> [TASK DESCRIPTION]
Continue the news report on the Supreme Court agreeing to hear the two doctors' pain pill cases, starting after its last sentence.

> [DOCUMENT PASSAGE]
━━━━━━━━━━━━━━━━
Court to hear cases of docs convicted in pain pill schemes

WASHINGTON (AP) — The Supreme Court agreed Friday to hear appeals from two doctors who were convicted of illegally distributing pain medication after writing thousands of prescriptions in short periods.

The court will take up the case of Xiulu Ruan of Mobile, Alabama, and Shakeel Kahn, who practiced medicine in Ft. Mohave, Arizona, and Casper, Wyoming.

Ruan and a partner, James Couch, were convicted of overprescribing medications at their Physicians Pain Specialists of Alabama clinic and a pharmacy.

The two doctors wrote 66,892 prescriptions in 2014, investigators said. They grossed $20 million between 2012 and a raid in 2015, prosecutors said.

Kahn was convicted of conspiracy to unlawfully distribute and dispense controlled substances resulting in death, including oxycodone, an opioid pain reliever, and fentanyl, a synthetic opioid.
━━━━━━━━━━━━━━━━
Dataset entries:
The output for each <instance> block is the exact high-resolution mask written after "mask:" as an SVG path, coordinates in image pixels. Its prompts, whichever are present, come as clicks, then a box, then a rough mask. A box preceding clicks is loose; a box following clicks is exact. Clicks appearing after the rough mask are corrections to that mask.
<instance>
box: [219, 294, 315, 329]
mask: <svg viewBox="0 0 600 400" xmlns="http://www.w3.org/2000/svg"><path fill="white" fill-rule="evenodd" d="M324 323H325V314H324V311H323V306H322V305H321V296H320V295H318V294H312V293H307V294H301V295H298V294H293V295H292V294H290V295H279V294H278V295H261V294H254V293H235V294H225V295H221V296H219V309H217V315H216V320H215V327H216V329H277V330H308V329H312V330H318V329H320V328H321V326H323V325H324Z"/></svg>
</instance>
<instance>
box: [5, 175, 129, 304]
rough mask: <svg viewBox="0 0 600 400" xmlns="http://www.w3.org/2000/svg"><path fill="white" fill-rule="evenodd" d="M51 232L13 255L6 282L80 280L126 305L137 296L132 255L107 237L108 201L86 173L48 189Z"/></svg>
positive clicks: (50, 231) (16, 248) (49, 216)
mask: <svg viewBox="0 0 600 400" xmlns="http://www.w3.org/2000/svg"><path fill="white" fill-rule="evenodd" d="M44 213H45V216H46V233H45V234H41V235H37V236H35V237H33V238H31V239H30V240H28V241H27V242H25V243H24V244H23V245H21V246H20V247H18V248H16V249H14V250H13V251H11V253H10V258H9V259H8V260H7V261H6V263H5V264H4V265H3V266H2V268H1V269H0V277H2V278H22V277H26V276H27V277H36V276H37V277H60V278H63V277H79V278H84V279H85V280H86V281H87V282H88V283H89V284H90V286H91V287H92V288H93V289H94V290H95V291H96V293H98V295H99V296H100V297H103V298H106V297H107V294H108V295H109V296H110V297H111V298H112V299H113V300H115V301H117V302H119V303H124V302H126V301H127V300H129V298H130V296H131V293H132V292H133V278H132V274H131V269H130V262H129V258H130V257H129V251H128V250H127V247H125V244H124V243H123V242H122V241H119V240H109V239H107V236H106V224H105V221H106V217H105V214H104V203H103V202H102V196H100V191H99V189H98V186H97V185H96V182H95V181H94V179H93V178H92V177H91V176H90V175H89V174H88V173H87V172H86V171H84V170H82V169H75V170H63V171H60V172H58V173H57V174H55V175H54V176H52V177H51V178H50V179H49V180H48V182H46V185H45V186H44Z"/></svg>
━━━━━━━━━━━━━━━━
> [WRITTEN RESPONSE]
Jessica Burch, of Lake Havasu City, Arizona, was a patient of Kahn’s who died from an overdose in 2015.

He wrote nearly 15,000 prescriptions for controlled substances between 2011 and the end of 2016, totaling nearly 2.2 million pills and of which nearly half were oxycodone, prosecutors said.

In their appeals, both doctors said they acted within professional norms and that they were prevented from mounting a “good faith” defense that they did not intend any harm to patients.

The Justice Department said in Ruan’s case that there was overwhelming evidence that Ruan and his partner acted “as a large-scale pusher — not as a physician.”